_Supplied material:_
=====

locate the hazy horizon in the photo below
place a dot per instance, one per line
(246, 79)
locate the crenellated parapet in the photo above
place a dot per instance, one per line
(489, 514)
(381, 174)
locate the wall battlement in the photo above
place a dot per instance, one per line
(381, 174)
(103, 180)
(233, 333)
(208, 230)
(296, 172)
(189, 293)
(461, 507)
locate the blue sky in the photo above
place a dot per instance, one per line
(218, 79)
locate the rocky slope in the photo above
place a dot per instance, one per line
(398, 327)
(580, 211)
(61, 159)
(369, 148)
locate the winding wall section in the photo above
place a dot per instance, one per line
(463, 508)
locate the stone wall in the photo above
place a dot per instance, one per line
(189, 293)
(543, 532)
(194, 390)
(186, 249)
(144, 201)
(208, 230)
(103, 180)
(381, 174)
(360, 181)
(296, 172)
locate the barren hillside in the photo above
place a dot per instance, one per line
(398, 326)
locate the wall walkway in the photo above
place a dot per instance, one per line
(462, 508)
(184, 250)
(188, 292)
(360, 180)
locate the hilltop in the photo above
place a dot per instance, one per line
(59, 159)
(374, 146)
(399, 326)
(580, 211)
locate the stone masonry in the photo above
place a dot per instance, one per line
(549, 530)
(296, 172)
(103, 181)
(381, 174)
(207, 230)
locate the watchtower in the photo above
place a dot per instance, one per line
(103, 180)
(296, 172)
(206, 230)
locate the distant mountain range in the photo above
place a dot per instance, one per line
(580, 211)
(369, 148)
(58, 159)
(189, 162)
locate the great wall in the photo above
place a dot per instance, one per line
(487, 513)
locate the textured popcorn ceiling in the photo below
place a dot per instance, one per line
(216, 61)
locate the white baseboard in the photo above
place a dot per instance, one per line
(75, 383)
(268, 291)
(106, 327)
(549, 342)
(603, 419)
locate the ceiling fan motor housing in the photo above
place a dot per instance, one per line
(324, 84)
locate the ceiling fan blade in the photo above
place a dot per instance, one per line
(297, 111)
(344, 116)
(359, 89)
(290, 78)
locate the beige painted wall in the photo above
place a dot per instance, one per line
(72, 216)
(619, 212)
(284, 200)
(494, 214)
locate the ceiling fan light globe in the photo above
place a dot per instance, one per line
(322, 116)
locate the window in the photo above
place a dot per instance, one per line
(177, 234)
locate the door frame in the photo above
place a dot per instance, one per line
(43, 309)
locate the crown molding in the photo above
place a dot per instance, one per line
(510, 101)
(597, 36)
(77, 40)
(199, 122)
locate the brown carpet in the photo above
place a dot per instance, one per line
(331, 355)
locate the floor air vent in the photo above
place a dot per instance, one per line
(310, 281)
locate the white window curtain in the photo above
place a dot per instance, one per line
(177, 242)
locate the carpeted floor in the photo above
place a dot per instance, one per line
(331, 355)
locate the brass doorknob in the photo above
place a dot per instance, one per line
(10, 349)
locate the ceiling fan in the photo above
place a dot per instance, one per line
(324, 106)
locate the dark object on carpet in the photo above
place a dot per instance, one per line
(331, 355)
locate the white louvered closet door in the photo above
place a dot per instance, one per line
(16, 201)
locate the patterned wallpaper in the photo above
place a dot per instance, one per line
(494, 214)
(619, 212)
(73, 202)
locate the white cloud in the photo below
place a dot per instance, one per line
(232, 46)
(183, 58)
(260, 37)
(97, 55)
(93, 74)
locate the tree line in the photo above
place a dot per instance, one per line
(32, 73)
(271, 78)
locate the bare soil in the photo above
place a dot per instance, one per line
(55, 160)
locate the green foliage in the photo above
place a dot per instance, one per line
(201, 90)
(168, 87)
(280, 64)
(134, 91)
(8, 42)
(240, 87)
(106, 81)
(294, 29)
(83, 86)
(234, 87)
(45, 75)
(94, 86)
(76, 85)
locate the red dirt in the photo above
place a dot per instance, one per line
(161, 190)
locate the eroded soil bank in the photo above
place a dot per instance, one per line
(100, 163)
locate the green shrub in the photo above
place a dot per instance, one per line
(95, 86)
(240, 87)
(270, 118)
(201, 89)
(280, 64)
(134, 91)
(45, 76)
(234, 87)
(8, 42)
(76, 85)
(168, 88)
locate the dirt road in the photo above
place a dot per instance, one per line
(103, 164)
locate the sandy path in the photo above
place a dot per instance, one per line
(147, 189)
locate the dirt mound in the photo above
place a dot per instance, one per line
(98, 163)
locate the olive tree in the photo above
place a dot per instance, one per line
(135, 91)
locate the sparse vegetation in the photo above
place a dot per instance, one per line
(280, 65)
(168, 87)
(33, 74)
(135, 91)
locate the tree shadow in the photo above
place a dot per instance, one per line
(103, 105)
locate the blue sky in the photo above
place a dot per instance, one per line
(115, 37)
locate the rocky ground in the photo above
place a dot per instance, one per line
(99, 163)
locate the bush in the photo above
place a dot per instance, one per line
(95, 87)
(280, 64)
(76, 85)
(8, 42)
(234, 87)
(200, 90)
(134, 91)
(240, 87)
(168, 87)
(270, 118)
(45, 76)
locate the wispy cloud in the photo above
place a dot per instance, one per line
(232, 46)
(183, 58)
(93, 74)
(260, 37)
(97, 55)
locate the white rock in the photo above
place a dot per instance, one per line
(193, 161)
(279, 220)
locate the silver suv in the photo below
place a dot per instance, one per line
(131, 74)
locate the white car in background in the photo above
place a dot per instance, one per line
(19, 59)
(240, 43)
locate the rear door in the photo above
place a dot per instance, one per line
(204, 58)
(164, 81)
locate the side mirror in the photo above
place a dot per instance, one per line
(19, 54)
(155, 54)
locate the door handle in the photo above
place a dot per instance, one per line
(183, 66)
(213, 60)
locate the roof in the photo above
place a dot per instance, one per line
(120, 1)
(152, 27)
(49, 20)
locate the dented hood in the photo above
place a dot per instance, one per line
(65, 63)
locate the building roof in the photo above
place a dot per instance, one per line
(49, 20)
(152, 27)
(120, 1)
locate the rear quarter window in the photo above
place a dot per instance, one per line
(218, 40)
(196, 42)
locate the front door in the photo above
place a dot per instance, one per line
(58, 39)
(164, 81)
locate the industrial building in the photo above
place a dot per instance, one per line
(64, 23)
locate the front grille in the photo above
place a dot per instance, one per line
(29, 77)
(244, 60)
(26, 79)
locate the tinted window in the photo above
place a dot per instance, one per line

=====

_Problem:_
Rewrite every line of the entries from the line containing "locate the front door in the photo above" through the end of the entries, requests included, and increase each number in the answer coordinates by 7.

_Complete output:_
locate the front door in the photo above
place a dot per instance, one per line
(65, 46)
(171, 88)
locate the industrial building in the photo above
place a dot per instance, one per line
(71, 30)
locate the front grille in the photo above
place a dot per instance, one per line
(36, 84)
(251, 67)
(33, 86)
locate the tinted window in the photo above
place a dot per instance, one per line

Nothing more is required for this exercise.